§ **WHAT IS BEING ASKED**
Extract the lines below verbatim, covering the stretch from the line that contains "Presence check — is any white" through the line that contains "left=0, top=4, right=60, bottom=13", both ends included.

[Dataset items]
──────
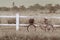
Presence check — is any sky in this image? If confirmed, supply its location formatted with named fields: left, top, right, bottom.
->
left=0, top=0, right=60, bottom=7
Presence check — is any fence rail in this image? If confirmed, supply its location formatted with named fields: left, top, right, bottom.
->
left=0, top=13, right=60, bottom=31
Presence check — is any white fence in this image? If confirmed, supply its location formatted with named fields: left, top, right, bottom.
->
left=0, top=13, right=60, bottom=31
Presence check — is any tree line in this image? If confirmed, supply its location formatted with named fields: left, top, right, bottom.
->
left=0, top=4, right=60, bottom=13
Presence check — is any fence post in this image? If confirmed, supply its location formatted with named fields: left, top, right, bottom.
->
left=16, top=13, right=19, bottom=31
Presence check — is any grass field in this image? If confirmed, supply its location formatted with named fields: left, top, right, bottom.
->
left=0, top=26, right=60, bottom=40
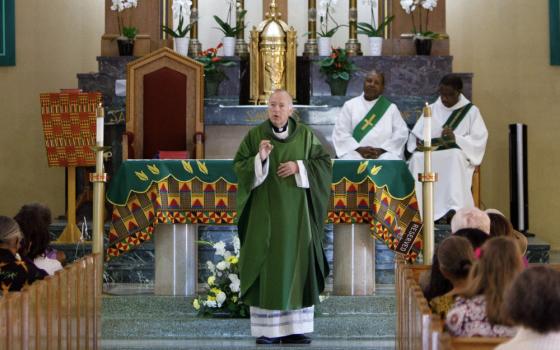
──────
§ **THE OUTPUT**
Presence check — is any white fence in this image? If confirmed, supply its location formatted with named fields: left, top, right, bottom.
->
left=0, top=13, right=60, bottom=31
Presence check — is any tree line in this image? If confirmed, supply its location formatted with named fields: left, top, right, bottom.
->
left=0, top=4, right=60, bottom=13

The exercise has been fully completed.